▶ [Set problem]: Can you render the listing below as a numbered list, with blank lines omitted?

▶ [Records for this exercise]:
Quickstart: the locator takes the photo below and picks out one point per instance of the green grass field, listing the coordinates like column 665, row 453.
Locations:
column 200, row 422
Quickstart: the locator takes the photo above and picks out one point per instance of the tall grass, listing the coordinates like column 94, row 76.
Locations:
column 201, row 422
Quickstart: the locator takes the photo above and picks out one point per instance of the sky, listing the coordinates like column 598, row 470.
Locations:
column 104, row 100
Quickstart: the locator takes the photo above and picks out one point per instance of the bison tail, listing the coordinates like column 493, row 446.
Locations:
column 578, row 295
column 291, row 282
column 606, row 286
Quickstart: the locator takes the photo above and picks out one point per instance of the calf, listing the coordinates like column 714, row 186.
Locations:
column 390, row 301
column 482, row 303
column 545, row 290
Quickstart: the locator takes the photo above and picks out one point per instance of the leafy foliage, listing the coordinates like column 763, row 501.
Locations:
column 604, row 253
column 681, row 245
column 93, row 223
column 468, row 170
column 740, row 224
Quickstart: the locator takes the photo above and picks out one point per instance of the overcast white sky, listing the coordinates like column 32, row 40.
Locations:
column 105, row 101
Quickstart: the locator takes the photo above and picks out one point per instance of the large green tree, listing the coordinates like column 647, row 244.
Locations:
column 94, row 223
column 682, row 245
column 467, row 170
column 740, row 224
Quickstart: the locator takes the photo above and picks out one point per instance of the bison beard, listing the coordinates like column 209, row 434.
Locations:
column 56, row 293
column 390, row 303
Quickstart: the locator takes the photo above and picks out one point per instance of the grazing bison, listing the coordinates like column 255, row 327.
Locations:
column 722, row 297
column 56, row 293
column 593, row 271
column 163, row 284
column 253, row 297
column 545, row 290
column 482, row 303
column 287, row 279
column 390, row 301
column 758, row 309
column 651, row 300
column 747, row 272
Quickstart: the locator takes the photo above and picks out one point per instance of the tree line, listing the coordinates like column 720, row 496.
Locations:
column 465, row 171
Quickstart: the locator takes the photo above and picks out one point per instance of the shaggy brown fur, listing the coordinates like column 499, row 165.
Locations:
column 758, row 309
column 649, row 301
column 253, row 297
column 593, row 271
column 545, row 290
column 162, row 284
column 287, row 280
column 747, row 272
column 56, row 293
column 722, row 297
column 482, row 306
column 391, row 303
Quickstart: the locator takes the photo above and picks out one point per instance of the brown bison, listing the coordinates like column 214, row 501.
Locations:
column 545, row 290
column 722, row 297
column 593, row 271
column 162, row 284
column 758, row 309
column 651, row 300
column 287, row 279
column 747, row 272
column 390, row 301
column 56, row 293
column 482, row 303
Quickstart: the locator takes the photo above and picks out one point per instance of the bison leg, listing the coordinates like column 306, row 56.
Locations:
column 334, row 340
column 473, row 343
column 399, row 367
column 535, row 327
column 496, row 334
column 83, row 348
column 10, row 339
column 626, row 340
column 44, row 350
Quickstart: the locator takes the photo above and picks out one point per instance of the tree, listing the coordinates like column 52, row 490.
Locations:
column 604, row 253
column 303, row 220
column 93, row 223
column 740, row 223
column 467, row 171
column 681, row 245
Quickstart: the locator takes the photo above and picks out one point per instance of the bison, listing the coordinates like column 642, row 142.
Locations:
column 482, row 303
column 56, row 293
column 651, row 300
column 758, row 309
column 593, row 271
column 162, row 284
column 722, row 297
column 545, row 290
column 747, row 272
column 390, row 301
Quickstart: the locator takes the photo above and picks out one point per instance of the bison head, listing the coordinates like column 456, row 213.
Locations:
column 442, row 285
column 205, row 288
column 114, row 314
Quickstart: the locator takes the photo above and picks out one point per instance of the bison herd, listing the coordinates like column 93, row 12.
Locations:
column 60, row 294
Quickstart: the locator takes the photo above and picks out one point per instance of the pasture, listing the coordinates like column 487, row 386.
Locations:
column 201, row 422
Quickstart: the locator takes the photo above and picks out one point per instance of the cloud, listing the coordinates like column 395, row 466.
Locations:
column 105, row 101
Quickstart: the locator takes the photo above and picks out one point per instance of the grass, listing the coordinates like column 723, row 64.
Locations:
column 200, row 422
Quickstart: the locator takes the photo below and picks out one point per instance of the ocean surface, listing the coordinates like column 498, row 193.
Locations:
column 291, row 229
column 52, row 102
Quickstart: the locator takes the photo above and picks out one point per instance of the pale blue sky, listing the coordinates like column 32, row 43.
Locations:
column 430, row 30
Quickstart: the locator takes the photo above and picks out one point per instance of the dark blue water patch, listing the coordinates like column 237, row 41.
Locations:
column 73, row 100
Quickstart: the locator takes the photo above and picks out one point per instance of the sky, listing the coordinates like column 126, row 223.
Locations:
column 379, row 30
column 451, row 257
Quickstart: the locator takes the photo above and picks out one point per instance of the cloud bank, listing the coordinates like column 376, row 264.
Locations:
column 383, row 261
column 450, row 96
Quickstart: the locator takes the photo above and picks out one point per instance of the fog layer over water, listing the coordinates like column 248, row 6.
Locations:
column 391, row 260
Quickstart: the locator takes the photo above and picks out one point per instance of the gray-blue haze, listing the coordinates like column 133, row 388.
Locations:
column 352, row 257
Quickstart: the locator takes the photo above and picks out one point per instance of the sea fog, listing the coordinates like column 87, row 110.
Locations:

▶ [Result of the task]:
1. Quickstart: the locator takes the photo below and picks out one point per instance of the green grass field, listing the coordinates like column 665, row 453.
2. Locations:
3. column 200, row 422
4. Quickstart: the locator takes the photo above and picks out one point per instance of the tall grass, listing the coordinates like column 94, row 76.
5. Locations:
6. column 201, row 422
7. Quickstart: the locator takes the photo above and picks out one point per instance of the sky, listing the coordinates like column 598, row 470.
8. Locations:
9. column 104, row 100
10. Quickstart: the locator takes the photo above and picks out one point per instance of the bison tail, listing the coordinates like column 493, row 446.
11. Locations:
12. column 578, row 295
13. column 291, row 282
14. column 606, row 286
15. Quickstart: the locator takes the photo above and picks out one point per instance of the calf, listing the coordinates like column 714, row 186.
16. Locations:
17. column 390, row 301
18. column 482, row 303
19. column 545, row 290
20. Quickstart: the locator takes the photo above and picks out one point per instance of the leafy foliage, listing the coordinates like column 763, row 501.
21. Locations:
22. column 604, row 253
23. column 681, row 245
24. column 93, row 223
25. column 468, row 170
26. column 740, row 224
27. Quickstart: the locator takes the photo above and picks out one point per instance of the overcast white sky, listing the coordinates like column 32, row 40.
28. Locations:
29. column 105, row 101
30. Quickstart: the locator takes the photo above and picks out one point per instance of the large green tree, listing the coordinates like column 647, row 244.
31. Locations:
32. column 94, row 223
33. column 682, row 245
34. column 467, row 170
35. column 740, row 224
36. Quickstart: the locator takes the photo above and picks out one point per instance of the bison beard, listing the coordinates like column 209, row 434.
37. Locations:
38. column 56, row 293
39. column 390, row 303
40. Quickstart: the locator takes the photo above and picks out one point per instance of the grazing bison, listing the coordinates like column 255, row 327.
41. Locations:
42. column 722, row 297
43. column 56, row 293
44. column 593, row 271
45. column 163, row 284
46. column 253, row 297
47. column 545, row 290
48. column 482, row 303
49. column 287, row 279
50. column 390, row 301
51. column 758, row 309
52. column 651, row 300
53. column 747, row 272
54. Quickstart: the locator takes the photo above and picks out one point per instance of the tree line, listing the coordinates like column 720, row 496.
55. Locations:
56. column 465, row 171
57. Quickstart: the locator takes the photo above and picks out one point per instance of the shaggy brown fur, listing the coordinates like column 499, row 165.
58. Locations:
59. column 758, row 309
60. column 649, row 301
61. column 253, row 297
62. column 593, row 271
63. column 545, row 290
64. column 162, row 284
65. column 287, row 280
66. column 747, row 272
67. column 56, row 293
68. column 722, row 297
69. column 482, row 306
70. column 391, row 303
71. Quickstart: the locator takes the photo above and picks out one point per instance of the brown bison, listing the coordinates like column 214, row 501.
72. Locations:
73. column 545, row 290
74. column 722, row 297
75. column 593, row 271
76. column 162, row 284
77. column 758, row 309
78. column 651, row 300
79. column 287, row 279
80. column 747, row 272
81. column 390, row 301
82. column 56, row 293
83. column 482, row 303
84. Quickstart: the locator takes the photo above and picks out one point per instance of the bison leg, listing the coordinates like column 306, row 56.
85. Locations:
86. column 334, row 340
87. column 473, row 343
88. column 399, row 367
89. column 535, row 327
90. column 496, row 334
91. column 83, row 348
92. column 10, row 339
93. column 626, row 340
94. column 44, row 350
95. Quickstart: the locator takes the photo above and picks out one point per instance of the tree, listing the coordinates like column 52, row 490.
96. Locations:
97. column 604, row 253
98. column 303, row 220
99. column 93, row 223
100. column 740, row 223
101. column 467, row 171
102. column 681, row 245
103. Quickstart: the locator takes the photo above and picks out one point per instance of the bison, listing the coordinates like column 642, row 142.
104. Locations:
105. column 482, row 303
106. column 56, row 293
107. column 651, row 300
108. column 758, row 309
109. column 593, row 271
110. column 162, row 284
111. column 722, row 297
112. column 545, row 290
113. column 747, row 272
114. column 390, row 301
115. Quickstart: the locator takes the photo above and picks out one point per instance of the bison head, listing the coordinates like column 456, row 213.
116. Locations:
117. column 442, row 285
118. column 205, row 288
119. column 114, row 314
120. Quickstart: the locator takes the photo above and picks out one point per instance of the bison herd, listing the coordinates like column 93, row 12.
121. Locations:
122. column 60, row 294
123. Quickstart: the locator takes the photo above and picks out one point per instance of the pasture, listing the coordinates like column 487, row 386.
124. Locations:
125. column 201, row 422
126. Quickstart: the locator takes the photo above and picks out one point per instance of the cloud, listing the coordinates like column 395, row 466.
127. Locations:
128. column 105, row 101
129. Quickstart: the locator takes the photo above and picks out one point per instance of the grass, listing the coordinates like column 723, row 64.
130. Locations:
131. column 200, row 422
132. Quickstart: the locator takes the photo below and picks out one point per instance of the ocean surface, listing the coordinates like column 498, row 193.
133. Locations:
134. column 291, row 229
135. column 52, row 102
136. Quickstart: the locator takes the photo above and picks out one point per instance of the pale blue sky, listing the coordinates like column 32, row 43.
137. Locations:
138. column 430, row 30
139. Quickstart: the locator takes the photo above and picks out one point per instance of the dark blue water patch, listing the coordinates like column 237, row 41.
140. Locations:
141. column 73, row 100
142. Quickstart: the locator takes the photo above and picks out one point per instance of the sky, listing the coordinates like column 126, row 223.
143. Locations:
144. column 379, row 30
145. column 451, row 257
146. Quickstart: the locator takes the photo above and picks out one point per instance of the cloud bank, listing the coordinates like column 376, row 264.
147. Locations:
148. column 383, row 261
149. column 450, row 96
150. Quickstart: the locator takes the photo above and picks out one point per instance of the fog layer over water, listing the coordinates like column 248, row 6.
151. Locations:
152. column 391, row 260
153. Quickstart: the locator takes the photo above and picks out one point per instance of the gray-blue haze, listing the coordinates like column 133, row 388.
154. Locations:
155. column 352, row 257
156. Quickstart: the locator takes the photo above and picks out one point per instance of the sea fog, listing the coordinates like column 87, row 110.
157. Locations:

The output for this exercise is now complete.